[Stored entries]
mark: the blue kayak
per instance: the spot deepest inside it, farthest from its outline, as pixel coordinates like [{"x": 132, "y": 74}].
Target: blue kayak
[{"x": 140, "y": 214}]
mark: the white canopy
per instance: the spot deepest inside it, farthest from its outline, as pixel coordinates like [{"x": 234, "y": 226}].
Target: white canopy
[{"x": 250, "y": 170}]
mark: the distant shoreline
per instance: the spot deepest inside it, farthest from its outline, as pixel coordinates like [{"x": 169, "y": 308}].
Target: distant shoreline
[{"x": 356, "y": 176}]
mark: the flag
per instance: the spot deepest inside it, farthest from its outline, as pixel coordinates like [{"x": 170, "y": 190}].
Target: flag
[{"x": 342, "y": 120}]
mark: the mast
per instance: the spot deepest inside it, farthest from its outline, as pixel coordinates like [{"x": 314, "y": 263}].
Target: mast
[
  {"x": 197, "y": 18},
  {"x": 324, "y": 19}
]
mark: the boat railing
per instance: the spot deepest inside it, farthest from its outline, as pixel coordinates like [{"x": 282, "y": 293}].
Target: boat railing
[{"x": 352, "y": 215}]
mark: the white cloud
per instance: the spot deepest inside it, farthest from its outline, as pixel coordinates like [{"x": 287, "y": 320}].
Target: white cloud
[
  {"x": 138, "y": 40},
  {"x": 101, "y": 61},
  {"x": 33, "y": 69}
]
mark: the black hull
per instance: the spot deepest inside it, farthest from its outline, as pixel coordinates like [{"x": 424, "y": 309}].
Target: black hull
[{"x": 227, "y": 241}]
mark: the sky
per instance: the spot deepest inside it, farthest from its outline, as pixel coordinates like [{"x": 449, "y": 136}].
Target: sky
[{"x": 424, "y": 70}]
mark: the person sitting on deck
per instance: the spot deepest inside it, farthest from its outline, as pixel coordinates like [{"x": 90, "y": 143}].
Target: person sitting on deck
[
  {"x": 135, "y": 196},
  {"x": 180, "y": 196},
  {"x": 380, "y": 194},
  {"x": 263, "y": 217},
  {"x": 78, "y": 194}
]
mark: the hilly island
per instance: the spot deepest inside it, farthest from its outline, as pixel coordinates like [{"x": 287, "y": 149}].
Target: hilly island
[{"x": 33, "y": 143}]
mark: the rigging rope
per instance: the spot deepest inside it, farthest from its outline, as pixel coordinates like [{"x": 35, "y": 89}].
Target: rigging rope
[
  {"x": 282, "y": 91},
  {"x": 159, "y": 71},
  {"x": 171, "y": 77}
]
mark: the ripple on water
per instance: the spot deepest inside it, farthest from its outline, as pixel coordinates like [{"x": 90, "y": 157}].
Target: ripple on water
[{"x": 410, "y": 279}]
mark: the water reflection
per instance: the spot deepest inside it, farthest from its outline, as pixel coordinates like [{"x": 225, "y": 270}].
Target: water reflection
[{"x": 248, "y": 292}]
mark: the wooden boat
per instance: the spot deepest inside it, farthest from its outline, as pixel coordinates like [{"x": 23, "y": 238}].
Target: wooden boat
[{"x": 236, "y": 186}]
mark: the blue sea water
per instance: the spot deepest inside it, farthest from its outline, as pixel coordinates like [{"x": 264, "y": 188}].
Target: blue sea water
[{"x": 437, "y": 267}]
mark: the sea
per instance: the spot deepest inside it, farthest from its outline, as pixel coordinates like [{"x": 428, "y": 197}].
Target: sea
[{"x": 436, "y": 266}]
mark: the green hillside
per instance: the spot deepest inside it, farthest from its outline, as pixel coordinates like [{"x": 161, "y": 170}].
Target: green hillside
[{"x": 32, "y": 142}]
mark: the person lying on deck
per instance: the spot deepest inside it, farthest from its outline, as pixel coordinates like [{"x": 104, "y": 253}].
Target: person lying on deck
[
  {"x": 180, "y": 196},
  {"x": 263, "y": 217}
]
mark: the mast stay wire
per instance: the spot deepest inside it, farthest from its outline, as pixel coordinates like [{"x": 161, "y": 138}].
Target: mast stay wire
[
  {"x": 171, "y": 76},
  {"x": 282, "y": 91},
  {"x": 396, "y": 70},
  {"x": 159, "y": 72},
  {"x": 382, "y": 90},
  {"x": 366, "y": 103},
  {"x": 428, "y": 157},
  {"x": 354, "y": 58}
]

● Your goal: Beginning with the opening line above, retype the records exactly through the line with "mark: the white canopy", both ends included.

● Reply to the task:
mark: the blue kayak
per instance: the spot deepest inside it, farthest from its outline, as pixel coordinates like [{"x": 132, "y": 74}].
Target: blue kayak
[{"x": 140, "y": 214}]
mark: the white canopy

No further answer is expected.